__SOURCE RECORDS__

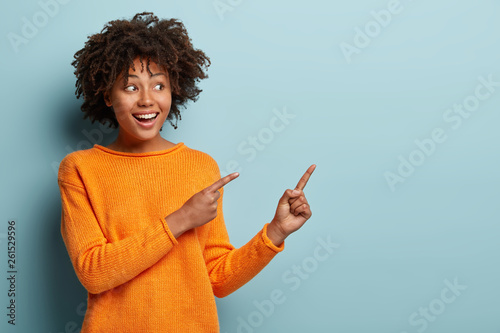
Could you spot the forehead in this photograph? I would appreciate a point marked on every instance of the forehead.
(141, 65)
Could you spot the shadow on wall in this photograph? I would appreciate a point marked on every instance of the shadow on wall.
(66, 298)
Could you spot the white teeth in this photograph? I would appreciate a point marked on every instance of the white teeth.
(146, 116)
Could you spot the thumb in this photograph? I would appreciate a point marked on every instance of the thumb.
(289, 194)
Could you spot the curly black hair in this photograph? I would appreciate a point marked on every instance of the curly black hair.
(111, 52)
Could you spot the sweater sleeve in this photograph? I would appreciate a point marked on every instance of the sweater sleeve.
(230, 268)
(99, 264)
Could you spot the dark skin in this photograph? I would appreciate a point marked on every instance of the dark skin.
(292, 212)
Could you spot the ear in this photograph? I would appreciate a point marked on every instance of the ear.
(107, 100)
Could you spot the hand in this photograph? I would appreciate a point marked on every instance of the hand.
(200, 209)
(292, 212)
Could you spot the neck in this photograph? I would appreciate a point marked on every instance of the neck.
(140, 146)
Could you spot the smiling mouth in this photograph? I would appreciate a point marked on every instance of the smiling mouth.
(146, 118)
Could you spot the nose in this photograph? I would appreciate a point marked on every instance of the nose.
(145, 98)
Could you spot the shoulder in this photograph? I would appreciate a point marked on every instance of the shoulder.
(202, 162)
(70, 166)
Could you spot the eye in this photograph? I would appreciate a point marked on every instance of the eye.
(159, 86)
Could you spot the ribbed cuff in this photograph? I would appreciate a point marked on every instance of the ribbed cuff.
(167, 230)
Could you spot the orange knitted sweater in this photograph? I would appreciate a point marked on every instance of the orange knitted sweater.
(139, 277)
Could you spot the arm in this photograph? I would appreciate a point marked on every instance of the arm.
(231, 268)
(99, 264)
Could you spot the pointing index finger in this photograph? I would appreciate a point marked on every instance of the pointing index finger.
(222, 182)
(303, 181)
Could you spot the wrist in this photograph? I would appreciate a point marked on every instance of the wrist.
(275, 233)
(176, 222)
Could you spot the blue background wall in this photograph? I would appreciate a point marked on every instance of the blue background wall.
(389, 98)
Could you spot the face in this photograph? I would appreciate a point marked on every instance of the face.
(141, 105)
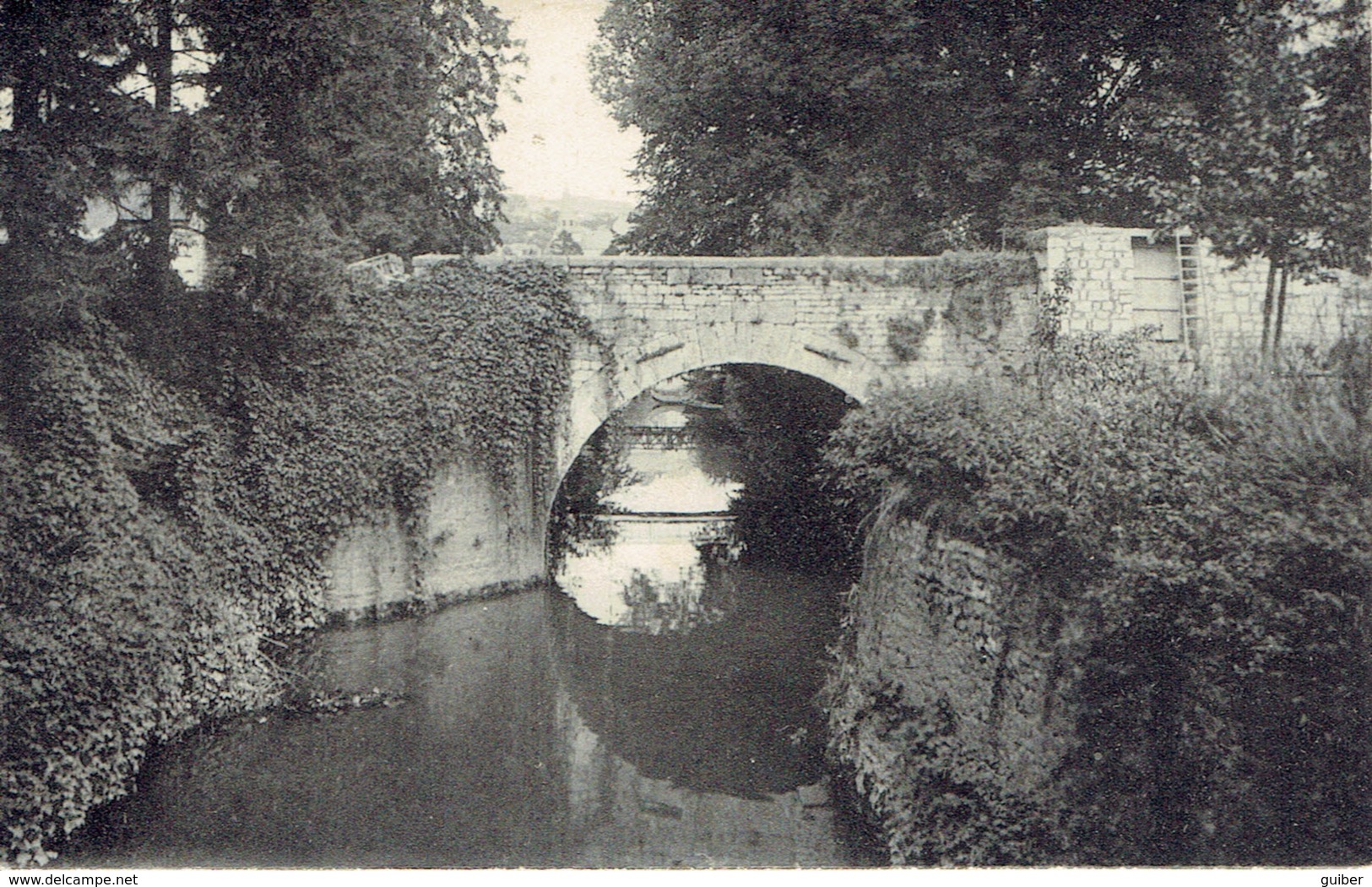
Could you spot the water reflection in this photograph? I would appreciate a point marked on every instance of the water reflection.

__REQUIRED WORK__
Pictures excluded, quote all the data above exactly.

__OUTPUT OF THE TASK__
Could you spot the forehead in this photograph? I would appreciate a point marked on every instance of the forehead.
(141, 65)
Could you spot the shadow on wall in this photograph? I would appreciate a point marked on every instance of the shadow on wall.
(66, 298)
Could you spot the white teeth in this photograph? I would appreciate a point marked on every instance of the white teeth.
(146, 116)
Could you spot the thumb in this photograph? I would appreciate a point marked on every instance of the thumb.
(289, 194)
Could you spot the curly black hair in this photograph? I would appreciate a point marked on every instance of the curly black hair.
(111, 52)
Could you spot the sweater sleeve in this photograph? I would appreciate a point marked on every instance of the sweater sleeve.
(230, 268)
(99, 264)
Could you spot the dark skin in this photograph? I would appreciate a point marked on every instance of the dark skin.
(292, 212)
Could you spot the ear in this photograph? I would appreciate a point marked on every instance of the ear.
(107, 100)
Could you spot the hand in this photograph? I would appreciate a point marked on every instance of the hand.
(200, 209)
(292, 212)
Could you spot the neck in this photograph? I would appreciate a point marked on every instance of the neck.
(140, 146)
Could you spot the smiling mouth in this photograph? I would appreciate a point marked on every instance of the smiling mouth.
(146, 118)
Could you spot the nose in this photograph? I would appreciate a point marked on every instance of the nose.
(145, 98)
Could you spot the shoulder in this photograph? I would appreciate a point marked on every instance of the shoulder.
(202, 162)
(70, 166)
Could you spot the eye in this photograph? I would appreciate a point marked on every instance of the eye.
(159, 86)
Could you spot the ribbed cuff in this photograph? I would appreciate a point marked on every instance of the ribbed cuff.
(167, 230)
Could you spot the orange knitted sweater in this photograph? I would appreciate a point marked on every instance of the orange knitted sweater.
(139, 277)
Could you spot the arm in this photograph? I would appreciate a point marked on every instance of the arm.
(231, 268)
(99, 264)
Could you spot the pointing index finger in this photograph? I would appreciate a point marked on every instance of the pointing index finger.
(222, 182)
(303, 181)
Could you spot the wrist in this photograph? I would appreciate a point marked on every instance of the wrist.
(275, 233)
(176, 222)
Could you spot the blue background wall in this photograph? I would appreciate a point marked on every instance of the blue background wall.
(389, 98)
Could you spot the face in this photograph? I would appreciate a point marked on every instance of the face.
(141, 105)
Could you spot the water reflection in this photograph? I would appreciate a point marked on every instance of the water reflection.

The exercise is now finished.